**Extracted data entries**
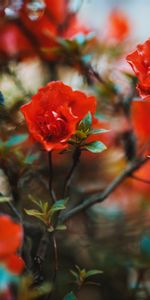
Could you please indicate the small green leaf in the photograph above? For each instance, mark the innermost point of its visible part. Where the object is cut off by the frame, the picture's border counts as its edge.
(70, 296)
(50, 229)
(16, 139)
(35, 213)
(96, 131)
(86, 122)
(76, 275)
(4, 199)
(95, 147)
(58, 205)
(92, 273)
(36, 201)
(31, 158)
(61, 227)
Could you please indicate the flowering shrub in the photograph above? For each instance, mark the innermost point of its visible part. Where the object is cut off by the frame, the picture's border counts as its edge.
(74, 155)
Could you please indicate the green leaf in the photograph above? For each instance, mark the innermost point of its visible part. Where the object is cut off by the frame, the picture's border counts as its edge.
(4, 199)
(16, 139)
(95, 147)
(31, 158)
(92, 273)
(86, 122)
(36, 201)
(70, 296)
(76, 275)
(50, 229)
(61, 227)
(96, 131)
(58, 205)
(35, 213)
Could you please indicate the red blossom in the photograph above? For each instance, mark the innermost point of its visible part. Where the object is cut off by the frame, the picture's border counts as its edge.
(11, 236)
(140, 117)
(140, 62)
(53, 114)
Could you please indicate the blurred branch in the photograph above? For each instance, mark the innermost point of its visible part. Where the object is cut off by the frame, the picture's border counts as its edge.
(100, 197)
(76, 158)
(51, 191)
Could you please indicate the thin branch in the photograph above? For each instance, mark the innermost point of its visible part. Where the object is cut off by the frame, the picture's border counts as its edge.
(100, 197)
(76, 157)
(55, 256)
(140, 179)
(51, 191)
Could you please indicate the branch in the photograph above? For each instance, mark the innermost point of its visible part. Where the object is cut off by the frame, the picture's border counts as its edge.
(100, 197)
(51, 191)
(76, 158)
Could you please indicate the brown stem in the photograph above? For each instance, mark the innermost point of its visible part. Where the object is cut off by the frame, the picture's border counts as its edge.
(140, 179)
(76, 158)
(100, 197)
(51, 191)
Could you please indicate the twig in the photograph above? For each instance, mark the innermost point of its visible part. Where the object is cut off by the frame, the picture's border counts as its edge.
(76, 157)
(140, 179)
(100, 197)
(51, 191)
(40, 257)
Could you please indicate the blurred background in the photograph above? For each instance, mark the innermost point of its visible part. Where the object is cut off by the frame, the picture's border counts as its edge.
(113, 236)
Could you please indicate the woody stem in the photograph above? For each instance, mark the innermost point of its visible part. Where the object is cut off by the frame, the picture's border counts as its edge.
(51, 190)
(76, 157)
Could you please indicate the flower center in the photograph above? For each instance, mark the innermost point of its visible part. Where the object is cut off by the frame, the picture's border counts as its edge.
(52, 126)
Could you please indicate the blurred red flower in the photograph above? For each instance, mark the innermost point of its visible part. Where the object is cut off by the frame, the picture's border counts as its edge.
(118, 26)
(58, 10)
(13, 43)
(11, 236)
(140, 117)
(56, 22)
(53, 113)
(140, 62)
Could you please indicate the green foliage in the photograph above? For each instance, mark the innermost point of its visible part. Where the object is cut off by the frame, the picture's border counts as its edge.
(28, 292)
(95, 147)
(4, 199)
(81, 275)
(47, 213)
(70, 296)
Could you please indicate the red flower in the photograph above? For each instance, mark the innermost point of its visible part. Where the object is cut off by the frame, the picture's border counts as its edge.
(140, 62)
(118, 27)
(13, 43)
(53, 113)
(11, 236)
(140, 117)
(57, 9)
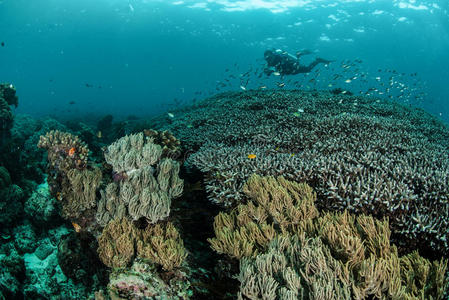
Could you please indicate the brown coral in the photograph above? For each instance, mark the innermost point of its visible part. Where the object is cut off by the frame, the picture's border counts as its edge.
(162, 244)
(333, 256)
(65, 151)
(171, 146)
(277, 206)
(117, 243)
(121, 241)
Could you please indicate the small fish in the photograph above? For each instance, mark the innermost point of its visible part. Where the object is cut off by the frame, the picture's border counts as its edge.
(76, 227)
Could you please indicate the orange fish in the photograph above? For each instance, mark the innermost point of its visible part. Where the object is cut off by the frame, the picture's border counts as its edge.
(76, 227)
(72, 151)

**PROBLEM STATEMENT**
Transcribe all lines above exactly, skipping pictures.

**SOLUTION FOR THIS EXERCISE**
Could you please indicate the small green leaf in the photograph above? For each instance, mark the innermost point of its visible part. Where the object is cut off by the frame, the picture's border counts as its edge.
(70, 296)
(50, 229)
(16, 139)
(35, 213)
(96, 131)
(86, 122)
(76, 275)
(4, 199)
(95, 147)
(58, 205)
(92, 273)
(36, 201)
(31, 158)
(61, 227)
Could you please indicate the flowering shrub in the photograph above? For each instance, mark the innermost point of its visible part. Where the object is cut off by the frame, the picture's border counts as its edge.
(74, 155)
Could you please indicate the green leaf in the photograph above? For each instance, mark the innermost point of its visible part. Where the object is cut off by the frame, the picture's border counts as its edge.
(4, 199)
(16, 139)
(95, 147)
(31, 158)
(92, 273)
(86, 122)
(36, 201)
(70, 296)
(76, 275)
(50, 229)
(61, 227)
(96, 131)
(58, 205)
(35, 213)
Could you please indicate the red blossom in the photograph above? For each instance, mark the innermost point of its visible part. Where the object is cut off by the frame, the picture's border counts as its edge.
(11, 236)
(140, 117)
(140, 62)
(53, 114)
Could you please indicate the blurred branch in the photograph above? For each instance, mark the innermost point of its visible part. Where the object is cut off by the frame, the picture's border counts as its edge.
(100, 197)
(76, 158)
(51, 191)
Could you please indicate the thin branch in the photograph above? For each instance, mark the innermost point of its visible part. Where the object is cut off by the frame, the picture's border counts as its edge.
(100, 197)
(76, 157)
(55, 256)
(140, 179)
(51, 191)
Could you please indicate the branch in the photograph above? For each instance, mark the innermost point of its visible part. Where the object is cut off by the frame, the picture's border counts as its edge.
(100, 197)
(51, 191)
(76, 158)
Could you please indicate the brown stem in the photograph above? For each instance, mark the innermost point of its visible part. Where the object is cut off by the frame, the picture's border counts as its edge.
(140, 179)
(76, 158)
(100, 197)
(51, 191)
Could you please indicate the twig in the photograph above? For each instance, mark the innermost point of its visible part. Where the object is cut off by the frame, the picture's border counts as its edge.
(76, 157)
(140, 179)
(100, 197)
(51, 191)
(40, 257)
Could you please indicate the blurred background in the photograph above? For each instance, mark the innermost point of its visible part. Where the object is cut off by the frame, the picture's border counts as its edge.
(113, 236)
Could you please indicate the woody stem in the photograph above? For each instance, mark the innermost point of its visible part. Where the object is cut off by the frame, the picture's border counts as its edge.
(51, 190)
(76, 157)
Could you please indicate the flower center in the photograph above? For each instance, mark the innermost point of its visible part. Where the object is cut off by the frame, the picture's border counts as its edge.
(52, 126)
Could you please indicate the blurred red flower in the photograph above? For each instance, mark the innermost point of its visible part. Where the object is cut off by the frame, the picture's border counts as its edge.
(118, 26)
(58, 10)
(13, 43)
(11, 236)
(140, 117)
(56, 22)
(53, 113)
(140, 62)
Could you please indicate the green foliage in the photograph above? For each instance, mark the innermost point of its visible part. Where the object is cut off by the frame, the picture's border counts as its edge.
(28, 292)
(95, 147)
(4, 199)
(81, 275)
(47, 213)
(70, 296)
Could you please indicate the red flower in the photograph above? For each instance, mark the innermost point of its visible part. Where the object is cut off by the frame, the picture's border counts as its edge.
(140, 62)
(118, 27)
(13, 43)
(53, 113)
(11, 236)
(140, 117)
(57, 9)
Could you please indicate the brown coral in the photograph above? For each instance, mark the innermost point of its visible part. Where the object is cut off by the frame, the picture's border counts as its edge.
(162, 244)
(333, 256)
(65, 151)
(171, 146)
(277, 206)
(117, 243)
(121, 241)
Could you please indicate the small fish in the photograph above? For each instance, mark the innermost point of its visible part. Where the object is cut off by the frame, the picture's border counts as its edge.
(76, 227)
Could you please indicate the orange fish in the photograph above? For each instance, mark the innermost point of its visible part. Where the object is cut off by the frame, the picture's border counts as its edge.
(76, 227)
(72, 151)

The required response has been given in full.